>> START

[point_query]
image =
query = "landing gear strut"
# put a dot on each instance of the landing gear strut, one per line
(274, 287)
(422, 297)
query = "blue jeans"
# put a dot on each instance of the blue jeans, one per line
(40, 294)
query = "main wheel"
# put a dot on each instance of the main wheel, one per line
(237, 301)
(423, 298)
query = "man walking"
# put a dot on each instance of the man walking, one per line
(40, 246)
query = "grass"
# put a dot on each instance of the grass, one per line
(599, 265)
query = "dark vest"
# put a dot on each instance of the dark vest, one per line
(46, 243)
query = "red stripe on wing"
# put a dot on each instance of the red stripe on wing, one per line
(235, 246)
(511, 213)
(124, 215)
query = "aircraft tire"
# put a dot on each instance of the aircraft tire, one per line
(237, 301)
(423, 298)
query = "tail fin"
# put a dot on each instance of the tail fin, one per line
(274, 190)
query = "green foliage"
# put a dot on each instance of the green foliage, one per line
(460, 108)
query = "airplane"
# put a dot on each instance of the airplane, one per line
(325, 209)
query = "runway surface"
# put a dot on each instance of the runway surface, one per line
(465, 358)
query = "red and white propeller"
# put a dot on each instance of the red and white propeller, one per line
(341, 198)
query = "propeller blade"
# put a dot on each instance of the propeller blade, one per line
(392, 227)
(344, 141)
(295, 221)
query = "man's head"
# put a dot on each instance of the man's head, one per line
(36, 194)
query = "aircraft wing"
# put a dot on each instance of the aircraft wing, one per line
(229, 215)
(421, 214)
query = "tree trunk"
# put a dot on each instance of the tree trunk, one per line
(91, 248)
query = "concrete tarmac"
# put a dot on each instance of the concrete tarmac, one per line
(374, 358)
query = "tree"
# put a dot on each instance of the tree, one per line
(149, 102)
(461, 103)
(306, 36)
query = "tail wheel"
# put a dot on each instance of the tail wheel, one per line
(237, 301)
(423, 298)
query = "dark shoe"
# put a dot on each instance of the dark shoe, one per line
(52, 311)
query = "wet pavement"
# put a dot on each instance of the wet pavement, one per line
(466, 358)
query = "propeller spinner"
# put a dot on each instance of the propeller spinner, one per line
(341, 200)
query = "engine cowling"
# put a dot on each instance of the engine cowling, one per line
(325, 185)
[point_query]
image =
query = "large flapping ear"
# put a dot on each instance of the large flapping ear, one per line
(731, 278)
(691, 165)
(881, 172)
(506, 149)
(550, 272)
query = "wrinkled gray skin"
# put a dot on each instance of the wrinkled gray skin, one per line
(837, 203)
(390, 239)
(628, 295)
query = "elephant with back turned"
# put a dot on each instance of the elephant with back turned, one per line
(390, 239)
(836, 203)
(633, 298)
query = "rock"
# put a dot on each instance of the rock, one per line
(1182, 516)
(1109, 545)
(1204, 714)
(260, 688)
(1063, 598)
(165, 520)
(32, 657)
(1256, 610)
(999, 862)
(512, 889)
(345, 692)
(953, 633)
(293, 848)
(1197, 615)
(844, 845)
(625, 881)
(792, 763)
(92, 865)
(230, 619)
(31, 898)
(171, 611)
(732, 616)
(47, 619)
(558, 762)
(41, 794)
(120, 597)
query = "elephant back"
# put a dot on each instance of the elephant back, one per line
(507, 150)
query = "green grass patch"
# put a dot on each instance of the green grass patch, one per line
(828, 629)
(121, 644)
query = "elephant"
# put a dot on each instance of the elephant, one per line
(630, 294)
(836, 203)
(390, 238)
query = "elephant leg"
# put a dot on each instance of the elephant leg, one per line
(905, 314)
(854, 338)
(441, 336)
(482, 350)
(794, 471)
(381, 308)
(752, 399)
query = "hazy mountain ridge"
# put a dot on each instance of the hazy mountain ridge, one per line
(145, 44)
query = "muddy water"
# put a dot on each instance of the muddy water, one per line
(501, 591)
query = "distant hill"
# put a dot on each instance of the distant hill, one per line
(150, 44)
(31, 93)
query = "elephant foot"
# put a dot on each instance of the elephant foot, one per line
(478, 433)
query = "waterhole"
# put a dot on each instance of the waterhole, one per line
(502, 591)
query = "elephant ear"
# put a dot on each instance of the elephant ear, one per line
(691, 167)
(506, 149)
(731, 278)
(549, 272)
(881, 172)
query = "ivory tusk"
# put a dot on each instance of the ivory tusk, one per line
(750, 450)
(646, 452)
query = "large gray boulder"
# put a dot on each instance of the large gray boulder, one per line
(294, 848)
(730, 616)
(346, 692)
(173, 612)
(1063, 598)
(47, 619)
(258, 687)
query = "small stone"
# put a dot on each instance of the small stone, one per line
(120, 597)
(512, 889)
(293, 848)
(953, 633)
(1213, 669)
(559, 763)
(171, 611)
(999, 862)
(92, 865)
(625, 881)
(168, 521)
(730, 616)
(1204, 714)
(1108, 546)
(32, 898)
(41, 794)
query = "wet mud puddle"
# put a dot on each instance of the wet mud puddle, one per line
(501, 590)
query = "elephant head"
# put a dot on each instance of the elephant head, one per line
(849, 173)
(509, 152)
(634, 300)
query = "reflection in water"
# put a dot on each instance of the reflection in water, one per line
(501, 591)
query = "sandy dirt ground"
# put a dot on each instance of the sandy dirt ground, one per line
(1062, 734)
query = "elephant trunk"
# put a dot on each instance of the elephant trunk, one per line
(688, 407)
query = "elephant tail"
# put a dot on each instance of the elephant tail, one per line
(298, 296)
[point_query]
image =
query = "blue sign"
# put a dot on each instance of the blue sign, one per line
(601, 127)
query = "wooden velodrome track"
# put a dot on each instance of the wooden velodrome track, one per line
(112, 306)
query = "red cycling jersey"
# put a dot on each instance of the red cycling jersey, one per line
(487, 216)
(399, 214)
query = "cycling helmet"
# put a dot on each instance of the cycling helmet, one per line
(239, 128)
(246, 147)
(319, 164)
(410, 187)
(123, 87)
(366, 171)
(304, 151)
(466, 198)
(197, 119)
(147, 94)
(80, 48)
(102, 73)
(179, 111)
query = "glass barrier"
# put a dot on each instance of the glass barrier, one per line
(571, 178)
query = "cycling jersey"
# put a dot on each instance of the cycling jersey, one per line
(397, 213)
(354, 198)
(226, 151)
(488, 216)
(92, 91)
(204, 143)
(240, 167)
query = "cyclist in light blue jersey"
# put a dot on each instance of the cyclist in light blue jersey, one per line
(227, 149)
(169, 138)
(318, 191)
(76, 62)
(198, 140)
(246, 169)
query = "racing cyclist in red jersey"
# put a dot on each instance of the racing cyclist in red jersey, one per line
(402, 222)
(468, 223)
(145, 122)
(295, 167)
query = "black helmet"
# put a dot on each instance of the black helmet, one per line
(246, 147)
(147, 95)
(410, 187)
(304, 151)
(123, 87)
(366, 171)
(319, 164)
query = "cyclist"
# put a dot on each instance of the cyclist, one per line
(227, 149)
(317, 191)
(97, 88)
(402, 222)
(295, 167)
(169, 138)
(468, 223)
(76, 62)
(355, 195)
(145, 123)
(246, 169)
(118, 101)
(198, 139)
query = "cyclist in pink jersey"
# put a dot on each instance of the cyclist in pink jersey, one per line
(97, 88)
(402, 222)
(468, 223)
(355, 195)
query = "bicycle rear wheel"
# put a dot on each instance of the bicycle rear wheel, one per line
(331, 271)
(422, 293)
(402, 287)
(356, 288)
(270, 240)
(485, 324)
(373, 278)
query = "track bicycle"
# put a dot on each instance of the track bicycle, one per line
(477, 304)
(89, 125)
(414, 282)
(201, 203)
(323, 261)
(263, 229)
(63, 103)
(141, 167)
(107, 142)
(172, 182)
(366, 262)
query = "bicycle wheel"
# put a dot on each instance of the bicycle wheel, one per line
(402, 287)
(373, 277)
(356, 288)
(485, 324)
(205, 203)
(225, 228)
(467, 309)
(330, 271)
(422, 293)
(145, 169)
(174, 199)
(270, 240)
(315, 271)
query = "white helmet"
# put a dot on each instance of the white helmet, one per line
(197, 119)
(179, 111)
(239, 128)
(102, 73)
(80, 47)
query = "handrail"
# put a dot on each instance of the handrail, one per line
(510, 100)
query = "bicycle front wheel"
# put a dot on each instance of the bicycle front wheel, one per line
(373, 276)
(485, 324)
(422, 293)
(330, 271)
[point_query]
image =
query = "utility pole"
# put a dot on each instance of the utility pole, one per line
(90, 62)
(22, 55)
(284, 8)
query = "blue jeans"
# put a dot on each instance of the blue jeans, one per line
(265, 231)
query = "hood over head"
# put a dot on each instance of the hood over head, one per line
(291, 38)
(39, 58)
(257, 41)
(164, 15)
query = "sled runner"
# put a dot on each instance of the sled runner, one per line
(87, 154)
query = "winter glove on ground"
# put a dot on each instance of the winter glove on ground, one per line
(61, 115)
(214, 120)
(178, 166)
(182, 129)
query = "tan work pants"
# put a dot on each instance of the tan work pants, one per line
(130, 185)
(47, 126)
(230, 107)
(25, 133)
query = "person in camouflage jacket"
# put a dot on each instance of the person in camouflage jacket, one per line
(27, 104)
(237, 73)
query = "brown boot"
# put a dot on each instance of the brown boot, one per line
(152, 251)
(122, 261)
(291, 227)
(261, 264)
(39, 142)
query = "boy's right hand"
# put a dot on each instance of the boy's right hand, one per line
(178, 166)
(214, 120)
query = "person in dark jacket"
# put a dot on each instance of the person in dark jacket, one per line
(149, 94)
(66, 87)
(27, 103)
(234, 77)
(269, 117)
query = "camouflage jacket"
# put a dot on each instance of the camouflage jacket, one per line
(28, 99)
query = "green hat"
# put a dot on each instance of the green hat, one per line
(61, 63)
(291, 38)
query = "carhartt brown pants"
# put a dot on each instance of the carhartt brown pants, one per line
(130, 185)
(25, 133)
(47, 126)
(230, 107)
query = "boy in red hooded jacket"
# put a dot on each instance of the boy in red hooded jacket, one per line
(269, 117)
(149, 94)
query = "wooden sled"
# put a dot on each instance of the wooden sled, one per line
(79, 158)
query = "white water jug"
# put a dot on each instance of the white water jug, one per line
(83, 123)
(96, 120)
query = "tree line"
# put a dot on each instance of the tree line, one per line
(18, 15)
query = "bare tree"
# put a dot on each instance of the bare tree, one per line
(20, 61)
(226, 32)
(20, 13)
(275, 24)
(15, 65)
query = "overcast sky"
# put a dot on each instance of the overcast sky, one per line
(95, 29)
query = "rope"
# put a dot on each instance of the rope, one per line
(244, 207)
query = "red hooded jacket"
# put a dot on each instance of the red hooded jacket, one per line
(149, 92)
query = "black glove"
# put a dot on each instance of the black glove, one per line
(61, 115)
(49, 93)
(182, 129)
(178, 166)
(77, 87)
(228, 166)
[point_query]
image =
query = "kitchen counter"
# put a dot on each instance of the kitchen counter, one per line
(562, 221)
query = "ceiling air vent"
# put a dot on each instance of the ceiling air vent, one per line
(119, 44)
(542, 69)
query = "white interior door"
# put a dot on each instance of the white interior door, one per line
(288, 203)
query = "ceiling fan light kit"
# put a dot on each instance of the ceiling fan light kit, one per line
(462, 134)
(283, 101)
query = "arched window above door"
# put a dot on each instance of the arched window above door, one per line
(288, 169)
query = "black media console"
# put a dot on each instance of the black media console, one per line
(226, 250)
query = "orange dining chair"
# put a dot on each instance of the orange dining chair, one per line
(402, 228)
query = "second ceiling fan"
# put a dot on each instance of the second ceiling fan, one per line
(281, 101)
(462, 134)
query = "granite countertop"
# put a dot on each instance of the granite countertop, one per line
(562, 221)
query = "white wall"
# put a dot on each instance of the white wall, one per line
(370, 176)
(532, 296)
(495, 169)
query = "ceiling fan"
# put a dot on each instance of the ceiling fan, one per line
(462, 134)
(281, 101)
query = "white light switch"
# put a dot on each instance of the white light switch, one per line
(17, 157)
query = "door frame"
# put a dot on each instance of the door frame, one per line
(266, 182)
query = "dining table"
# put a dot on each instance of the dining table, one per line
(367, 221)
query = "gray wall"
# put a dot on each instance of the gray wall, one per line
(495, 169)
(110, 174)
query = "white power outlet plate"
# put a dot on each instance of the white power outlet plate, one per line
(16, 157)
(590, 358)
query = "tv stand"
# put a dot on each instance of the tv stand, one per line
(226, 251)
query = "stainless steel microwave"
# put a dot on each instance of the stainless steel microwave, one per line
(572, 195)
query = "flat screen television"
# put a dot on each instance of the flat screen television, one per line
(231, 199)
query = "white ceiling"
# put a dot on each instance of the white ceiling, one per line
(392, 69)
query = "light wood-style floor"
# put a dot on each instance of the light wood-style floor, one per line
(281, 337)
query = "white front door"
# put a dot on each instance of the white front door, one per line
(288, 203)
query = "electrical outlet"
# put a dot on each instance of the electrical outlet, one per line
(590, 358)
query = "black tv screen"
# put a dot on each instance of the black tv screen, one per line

>> END

- [Written request]
Locate every line in the records that contains the word "runner" and copy each one, matching case exactly.

- [Task solution]
query = "sled runner"
# put a dot on each instance of the sled runner, one per line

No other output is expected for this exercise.